> **本文抜粋**
____

当時のアメリカはノーベル賞を受賞したMITのエステル・デュフロ教授や、アビジット・バナジー教授らの影響もあって、開発途上国ではさまざまな社会実験が行われ、エビデンスに基づいた教育の政策決定が広がりつつありました。私も世界銀行での実務経験を経て、改めて教育分野におけるエビデンスに基づく政策形成(Evidence Based Policy Making: EBPM)は重要であると考えるようにもなりました。
ところが、日本に戻ってくると、先進国である日本のほうが、そうした動きから取り残されてしまっているということに気づき、危機感を抱くようになりました。
世界的に危機感が高まる「近視問題」
窪田:中室先生がおっしゃるような、エビデンスに基づいた政策決定がされていないのは、医療の分野でも同じかもしれません。
中室:たしかに、患者を治療する臨床においてはエビデンスベースド・メディスンの考え方が浸透していると思いますが、医療政策の意思決定においてエビデンスが十分に活用されているとは言い難い状況です。ビジネスに結びつきやすい治験のプロセスが簡素化されたり、政治的な力のある日本医師会のような業界団体の意見や要望が通りやすかったりして、必ずしも国民や患者視点での政策が行われないようなケースもあります。その点は、医療と教育の分野は非常に似ています。
窪田:私自身、ずっと近視を予防するための啓発活動に力を入れてきたので、正直、国の政策として近視の抑制にもっと取り組んでくれれば早いのに……と思うところもあります。すでに中国では国家レベルで近視対策に取り組んでいて、近視の抑制に効果があるといわれる「1日2時間の屋外活動」が小学校に義務付けられている。そのくらい近視に対して危機意識を持っているんです。
エビデンスでもはっきりと効果が実証されているのですから、日本でも国家プロジェクトとして取り組めば、子供たちが将来、緑内障や網膜剥離といった失明につながる疾患にかかるリスクを下げることができる。医療政策として大きな効果があると思うのですが。

____

> **データ抜粋**

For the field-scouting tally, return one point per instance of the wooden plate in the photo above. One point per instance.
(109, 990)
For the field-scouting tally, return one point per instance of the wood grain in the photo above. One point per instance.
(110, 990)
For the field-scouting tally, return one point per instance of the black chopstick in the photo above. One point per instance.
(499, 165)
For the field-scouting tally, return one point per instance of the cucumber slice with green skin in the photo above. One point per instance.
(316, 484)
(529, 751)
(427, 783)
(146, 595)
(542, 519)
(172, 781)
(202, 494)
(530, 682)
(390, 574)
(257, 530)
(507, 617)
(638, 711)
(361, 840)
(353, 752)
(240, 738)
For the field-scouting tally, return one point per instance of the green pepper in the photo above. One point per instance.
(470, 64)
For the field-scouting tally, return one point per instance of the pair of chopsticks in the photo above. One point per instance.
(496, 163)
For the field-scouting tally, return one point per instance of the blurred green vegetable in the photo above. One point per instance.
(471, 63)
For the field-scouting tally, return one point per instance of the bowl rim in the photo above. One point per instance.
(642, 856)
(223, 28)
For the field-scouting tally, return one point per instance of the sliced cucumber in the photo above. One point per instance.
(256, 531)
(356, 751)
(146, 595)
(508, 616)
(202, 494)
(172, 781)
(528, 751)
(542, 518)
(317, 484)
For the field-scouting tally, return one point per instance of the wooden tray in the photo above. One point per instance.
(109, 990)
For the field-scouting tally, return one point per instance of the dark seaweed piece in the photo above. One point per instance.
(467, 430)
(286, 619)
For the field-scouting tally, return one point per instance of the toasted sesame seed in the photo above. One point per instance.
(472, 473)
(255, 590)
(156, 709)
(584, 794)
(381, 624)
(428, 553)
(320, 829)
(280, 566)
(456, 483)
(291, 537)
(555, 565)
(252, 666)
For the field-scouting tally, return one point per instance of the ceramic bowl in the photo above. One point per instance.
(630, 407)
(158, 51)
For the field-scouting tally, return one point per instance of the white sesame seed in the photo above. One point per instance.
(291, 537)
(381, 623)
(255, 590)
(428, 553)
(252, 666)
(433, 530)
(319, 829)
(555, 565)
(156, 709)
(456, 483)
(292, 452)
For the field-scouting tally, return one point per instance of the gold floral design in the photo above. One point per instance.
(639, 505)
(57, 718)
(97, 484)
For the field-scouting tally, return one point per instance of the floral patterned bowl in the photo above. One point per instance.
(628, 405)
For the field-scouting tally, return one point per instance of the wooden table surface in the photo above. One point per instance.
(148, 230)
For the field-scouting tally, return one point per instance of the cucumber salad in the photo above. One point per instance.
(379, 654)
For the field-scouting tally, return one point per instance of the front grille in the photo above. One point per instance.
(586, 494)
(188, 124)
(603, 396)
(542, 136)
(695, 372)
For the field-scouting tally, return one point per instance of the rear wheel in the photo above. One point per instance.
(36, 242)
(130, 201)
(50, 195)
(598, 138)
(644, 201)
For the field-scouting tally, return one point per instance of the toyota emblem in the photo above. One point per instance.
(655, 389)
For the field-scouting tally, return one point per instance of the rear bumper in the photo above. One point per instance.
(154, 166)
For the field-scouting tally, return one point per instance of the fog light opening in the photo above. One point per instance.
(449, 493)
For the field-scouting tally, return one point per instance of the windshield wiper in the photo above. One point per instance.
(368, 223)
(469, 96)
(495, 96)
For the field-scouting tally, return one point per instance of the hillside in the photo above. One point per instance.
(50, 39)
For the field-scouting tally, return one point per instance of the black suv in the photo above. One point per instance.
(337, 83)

____

> **確認問題**
- 1) 近視と政策についての対談に名前が出てくる組織や機関をすべて挙げてください。
- 2) 近視と政策についての対談を読んで、次の問いに答えてください。
(a) 中国の小学校で義務付けられているのは何ですか。
(b) エビデンスに基づく政策形成は重要だと改めて考えるようになったのは、どこでの実務経験を経てからですか。
(c) 臨床の場で浸透している考え方は何と呼ばれていますか。
- 3) 近視と政策についての対談では、医療政策が必ずしも国民や患者の視点で行われないのはなぜだとされていますか。

> **解答**
- 1) MIT、世界銀行、日本医師会

- 2)
(a) 1日2時間の屋外活動
(b) 世界銀行
(c) エビデンスベースド・メディスン

- 3) ビジネスに結びつきやすい治験のプロセスが簡素化されたり、政治的な力のある日本医師会のような業界団体の意見や要望が通りやすかったりするからです。